Reproduce the records below exactly, leaving their images out.

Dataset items
§ §

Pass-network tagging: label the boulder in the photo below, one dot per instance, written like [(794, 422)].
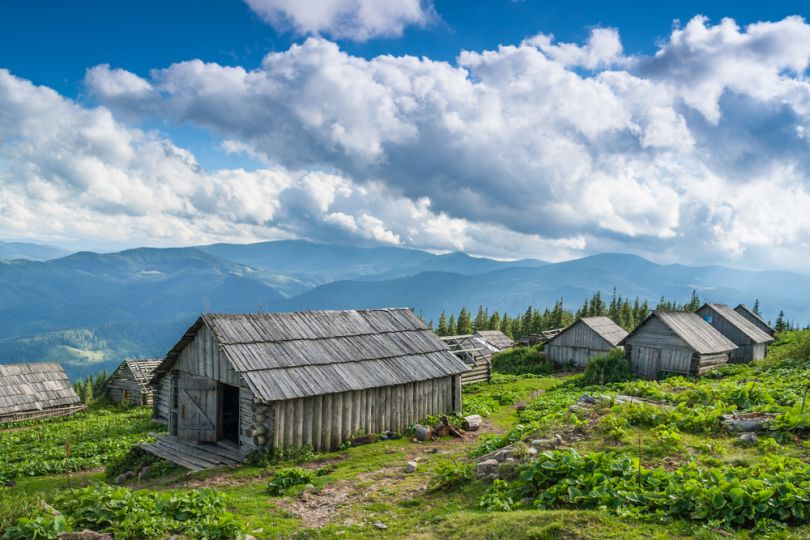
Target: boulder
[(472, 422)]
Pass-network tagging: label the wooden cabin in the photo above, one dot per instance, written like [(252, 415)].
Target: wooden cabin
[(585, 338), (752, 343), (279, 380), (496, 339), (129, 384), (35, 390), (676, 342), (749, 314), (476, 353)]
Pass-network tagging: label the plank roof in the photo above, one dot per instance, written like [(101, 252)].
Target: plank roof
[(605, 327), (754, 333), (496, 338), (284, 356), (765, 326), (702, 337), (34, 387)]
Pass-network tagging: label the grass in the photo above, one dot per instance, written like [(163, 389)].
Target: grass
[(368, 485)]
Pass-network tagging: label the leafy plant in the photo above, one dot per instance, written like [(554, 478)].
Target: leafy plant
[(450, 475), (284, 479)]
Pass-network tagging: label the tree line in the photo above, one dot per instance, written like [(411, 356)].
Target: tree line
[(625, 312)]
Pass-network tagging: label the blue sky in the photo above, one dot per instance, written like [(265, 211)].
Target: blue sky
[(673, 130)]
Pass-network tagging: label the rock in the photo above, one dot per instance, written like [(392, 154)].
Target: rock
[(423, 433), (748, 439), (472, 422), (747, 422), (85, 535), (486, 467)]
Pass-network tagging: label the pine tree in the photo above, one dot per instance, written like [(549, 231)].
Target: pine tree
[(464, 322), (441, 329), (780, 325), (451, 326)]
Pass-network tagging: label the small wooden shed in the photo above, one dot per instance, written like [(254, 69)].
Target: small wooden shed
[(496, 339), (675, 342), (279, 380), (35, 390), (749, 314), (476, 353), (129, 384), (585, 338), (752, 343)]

§ §

**Task solution**
Pass-network tagging: label the boulder in the photo below, one dot per instance, written like [(794, 422)].
Target: boulder
[(472, 422)]
Pass-network tagging: label the wooden cabin in the photo above, one dot per instance, written like [(252, 415)].
Target: wooden cabin
[(585, 338), (752, 343), (279, 380), (496, 339), (129, 384), (35, 390), (676, 342), (749, 314), (476, 353)]
Pass-network tagging: label the plank roof in the photo above, one dot per instance, written like [(101, 252)].
Target: plank roof
[(605, 327), (754, 333), (496, 338), (284, 356), (765, 326), (702, 337), (34, 387)]
Pass-network tagging: label the grass in the photo above, one dot per instance, written like [(163, 389)].
Target: grass
[(368, 485)]
Pass-network tagging: label the leafy plant in the photo above, one dot per instance, written like [(554, 478)].
Target: leafy plant
[(450, 475), (284, 479)]
Pass-network tagging: label the tree line in the photo above, one dot per instance, written like [(411, 356)].
Target: tree line
[(625, 312)]
Pass-network tagging: label the blue sky in the photo above, one dot per instance, written like [(265, 211)].
Target: blue sky
[(673, 130)]
Pass-network tagging: label the rock in the photo above, one dot per instance, written like [(392, 154)].
Target: rock
[(423, 433), (748, 439), (472, 422), (747, 422), (85, 535), (486, 467)]
Pass-network tagging: label the pine tree in the photo above, one dot per instance, written like [(549, 231)].
Target: pine tree
[(464, 322), (441, 329), (780, 325), (451, 326)]
Pass-network tagging: label the small wooden shed in the photo above, one dot per instance, written like [(254, 69)].
Target: small wooden shed
[(496, 339), (675, 342), (279, 380), (35, 390), (749, 314), (476, 353), (129, 384), (585, 338), (752, 343)]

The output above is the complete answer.